--- PROBLEM TO WORK ON ---
Count the lines of the entries below that contain the string "concrete", treating uppercase and lowercase letters as distinct. Reply with the number alone.

--- THE DATA ---
____________
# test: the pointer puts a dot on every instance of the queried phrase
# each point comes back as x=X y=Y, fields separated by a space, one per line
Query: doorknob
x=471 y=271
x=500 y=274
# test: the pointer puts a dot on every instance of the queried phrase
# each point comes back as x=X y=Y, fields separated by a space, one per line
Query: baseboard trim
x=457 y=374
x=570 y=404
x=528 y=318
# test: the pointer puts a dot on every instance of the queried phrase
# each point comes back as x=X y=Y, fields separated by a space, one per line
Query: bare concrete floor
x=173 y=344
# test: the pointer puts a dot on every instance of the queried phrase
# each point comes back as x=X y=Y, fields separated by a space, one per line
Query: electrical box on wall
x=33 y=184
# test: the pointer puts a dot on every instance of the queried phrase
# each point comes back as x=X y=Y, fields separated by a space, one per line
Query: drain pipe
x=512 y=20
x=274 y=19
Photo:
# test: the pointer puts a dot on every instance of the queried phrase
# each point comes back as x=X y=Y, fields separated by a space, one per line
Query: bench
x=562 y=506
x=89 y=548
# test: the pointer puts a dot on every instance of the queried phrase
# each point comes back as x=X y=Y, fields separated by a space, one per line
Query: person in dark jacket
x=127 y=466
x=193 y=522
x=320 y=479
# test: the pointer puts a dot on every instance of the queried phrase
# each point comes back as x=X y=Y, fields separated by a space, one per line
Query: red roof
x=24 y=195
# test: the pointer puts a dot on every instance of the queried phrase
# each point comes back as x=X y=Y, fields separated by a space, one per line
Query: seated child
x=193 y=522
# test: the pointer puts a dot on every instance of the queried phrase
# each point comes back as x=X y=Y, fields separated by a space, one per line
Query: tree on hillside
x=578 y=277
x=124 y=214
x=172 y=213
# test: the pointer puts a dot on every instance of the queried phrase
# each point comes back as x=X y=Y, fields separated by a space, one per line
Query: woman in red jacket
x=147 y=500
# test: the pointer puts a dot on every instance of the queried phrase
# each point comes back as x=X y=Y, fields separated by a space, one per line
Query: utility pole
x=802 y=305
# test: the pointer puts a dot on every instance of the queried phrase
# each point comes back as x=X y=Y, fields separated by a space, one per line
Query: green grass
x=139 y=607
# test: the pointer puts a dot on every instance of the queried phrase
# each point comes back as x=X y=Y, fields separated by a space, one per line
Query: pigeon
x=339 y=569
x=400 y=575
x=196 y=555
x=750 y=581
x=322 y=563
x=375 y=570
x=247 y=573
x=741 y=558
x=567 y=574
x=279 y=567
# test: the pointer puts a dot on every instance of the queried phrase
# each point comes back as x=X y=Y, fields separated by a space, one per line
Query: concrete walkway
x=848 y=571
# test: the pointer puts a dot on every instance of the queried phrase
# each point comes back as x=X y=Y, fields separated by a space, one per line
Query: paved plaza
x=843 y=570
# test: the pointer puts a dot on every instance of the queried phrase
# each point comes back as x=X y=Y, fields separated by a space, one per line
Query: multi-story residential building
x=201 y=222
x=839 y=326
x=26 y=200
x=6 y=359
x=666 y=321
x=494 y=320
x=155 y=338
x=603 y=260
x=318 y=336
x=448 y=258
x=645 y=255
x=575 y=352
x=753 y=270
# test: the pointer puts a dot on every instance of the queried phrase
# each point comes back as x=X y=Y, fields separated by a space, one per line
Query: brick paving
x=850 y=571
____________
--- ANSWER ---
2